• **Region pointing data**:
┄┄┄┄┄┄┄┄┄┄

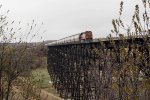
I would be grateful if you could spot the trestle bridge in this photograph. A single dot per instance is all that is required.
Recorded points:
(101, 69)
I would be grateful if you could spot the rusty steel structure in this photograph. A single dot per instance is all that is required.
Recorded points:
(102, 69)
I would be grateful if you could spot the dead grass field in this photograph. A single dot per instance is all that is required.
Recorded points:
(41, 78)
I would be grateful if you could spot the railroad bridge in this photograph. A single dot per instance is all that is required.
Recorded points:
(101, 69)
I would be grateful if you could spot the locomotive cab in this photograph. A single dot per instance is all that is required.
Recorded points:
(86, 36)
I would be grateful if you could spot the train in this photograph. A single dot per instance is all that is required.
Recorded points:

┄┄┄┄┄┄┄┄┄┄

• **Try it**: Scan the lines above for the word "bridge", then copy each line that has it.

• **Solution**:
I would be grateful if you could spot the trestle bridge in this photograph. A single dot per instance is all that is required.
I would be grateful if you could spot the railroad bridge in this photograph. A single dot per instance is all that is required.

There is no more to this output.